[BEGIN THE RECORDS]
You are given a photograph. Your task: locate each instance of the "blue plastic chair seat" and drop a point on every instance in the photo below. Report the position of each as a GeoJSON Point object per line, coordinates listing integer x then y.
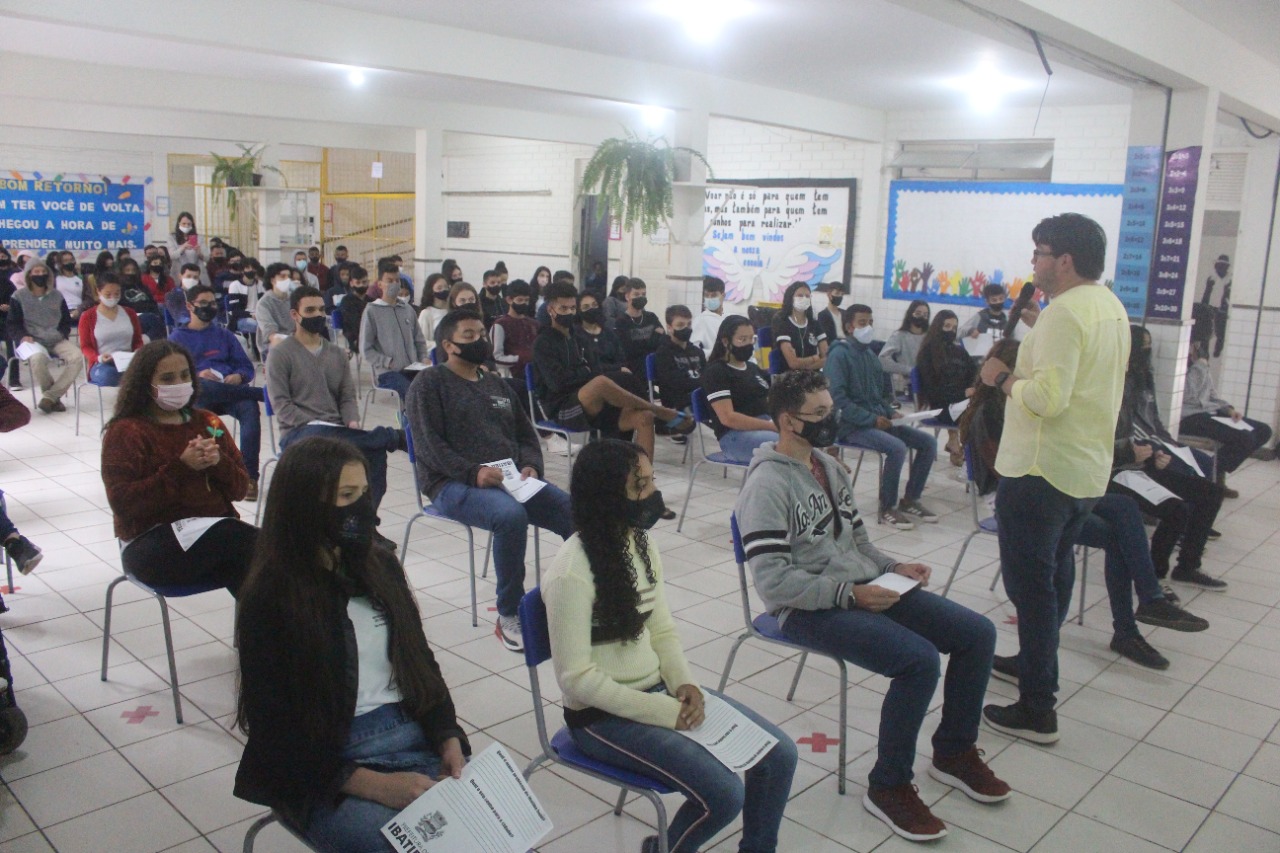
{"type": "Point", "coordinates": [568, 752]}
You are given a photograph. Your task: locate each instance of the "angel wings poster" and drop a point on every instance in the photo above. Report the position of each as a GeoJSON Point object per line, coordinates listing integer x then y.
{"type": "Point", "coordinates": [763, 235]}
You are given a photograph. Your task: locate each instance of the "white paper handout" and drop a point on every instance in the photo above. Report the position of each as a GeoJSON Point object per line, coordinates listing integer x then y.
[END THE RECORDS]
* **EXERCISE OBJECTIVE**
Reproduce all of the entries above, switching every occurrence of "drop a point" to "place a marker" and leaving everything else unchanged. Omit the pictures.

* **WRITTEN RESPONSE**
You are given a photograph. Your task: locate each instance of the "blue plastic chair seat" and place a marker on every instance in the photo below. Report the position of each as a GeoJSON Point object per line, coordinates listing integer x then y.
{"type": "Point", "coordinates": [568, 752]}
You are given a photograph. Your task: locate each instance of the "angel wings poster" and place a marker on every instance in the photo above. Report the position of each as a GeoJSON Point object per line, coordinates listing integer x then y.
{"type": "Point", "coordinates": [763, 235]}
You are given a photograph. Your task: locate each instance of the "white paper handout" and place a marker on every instance in the photo above. Report the position of each as a GeoJSON Point object per line, coordinates listing integer x then y.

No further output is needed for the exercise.